Patrani (; ) is a 1956 Hindi black and white historical drama written by R. S. Choudhury and directed by Vijay Bhatt. The film starred Vyjayanthimala and Pradeep Kumar, with Shashikala, Durga Khote, Om Prakash, Jeevan, David Abraham Cheulkar, Leela Mishra, Kanchanamala, Praveen Paul, Ramesh Sinha, Gadadhar Sharma, Maya, Krishnakant, Helen and Sheila Vaz, forming an ensemble cast. The film was produced by Shankerbhai Bhatt. The film's score was composed by Shankar Jaikishan duo with lyrics provided by Shailendra and Hasrat Jaipuri. Editing was done by Shivaji Awdhut and filming was by K. H. Kapadia. The story revolves around the king, Karma Dev and his attitude.

Plot
The story is about King Karma Dev who gives a lot of importance to physical beauty. His mother, the Rajmata requests Mahamantri Munjal to find him a nice wife. Karma Dev often dreams of marrying an unknown beautiful woman he had once seen in the Somnath temple. Meanwhile, Mrinalla is the princess of Karnataka, who also dreams of marrying a king she had once seen in the Somnath temple. When Munjal happens to see the beautiful woman Mrinalla, he shows the King's  portrait to her and she is happy to finally find the man of her dreams. So she runs away from the palace and searches for Karma Dev to marry him. Soon after, Munjal shows Mrinalla's painting to Karma Dev, who agrees to marry her. On the day of the marriage, the King finds out she is dark and refuses to marry her. After several incidents, Karma Dev realizes his mistake and at last he happily accepts Mrinalla as his Patrani.

[STORED ROWS]:
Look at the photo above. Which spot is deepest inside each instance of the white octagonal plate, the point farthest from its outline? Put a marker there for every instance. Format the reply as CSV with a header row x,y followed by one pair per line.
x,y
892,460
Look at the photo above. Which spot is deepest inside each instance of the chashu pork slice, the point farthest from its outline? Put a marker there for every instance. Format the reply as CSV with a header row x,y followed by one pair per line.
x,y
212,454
...
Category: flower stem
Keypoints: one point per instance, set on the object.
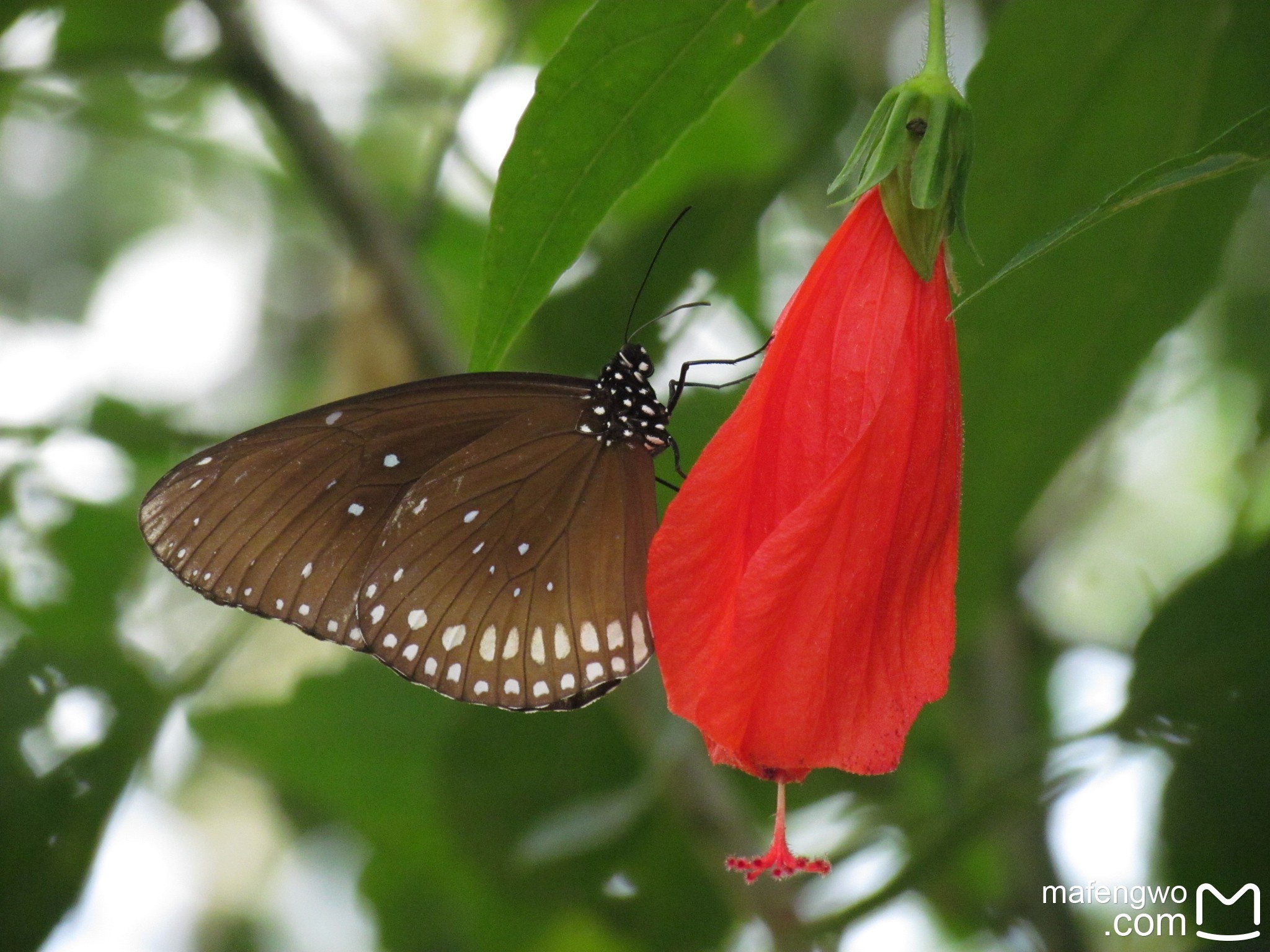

[WHAT YOU NEED TO DO]:
a: From the Patrani film article above, what is the exact passage starting at "Patrani (; )" and ending at "and his attitude."? Copy it word for word.
b: How would you render this sentence from the Patrani film article in Spanish: "On the day of the marriage, the King finds out she is dark and refuses to marry her."

[WRITTEN ANSWERS]:
a:
Patrani (; ) is a 1956 Hindi black and white historical drama written by R. S. Choudhury and directed by Vijay Bhatt. The film starred Vyjayanthimala and Pradeep Kumar, with Shashikala, Durga Khote, Om Prakash, Jeevan, David Abraham Cheulkar, Leela Mishra, Kanchanamala, Praveen Paul, Ramesh Sinha, Gadadhar Sharma, Maya, Krishnakant, Helen and Sheila Vaz, forming an ensemble cast. The film was produced by Shankerbhai Bhatt. The film's score was composed by Shankar Jaikishan duo with lyrics provided by Shailendra and Hasrat Jaipuri. Editing was done by Shivaji Awdhut and filming was by K. H. Kapadia. The story revolves around the king, Karma Dev and his attitude.

b: El día de la boda, el rey descubre que ella es de piel oscura y se niega a casarse con ella.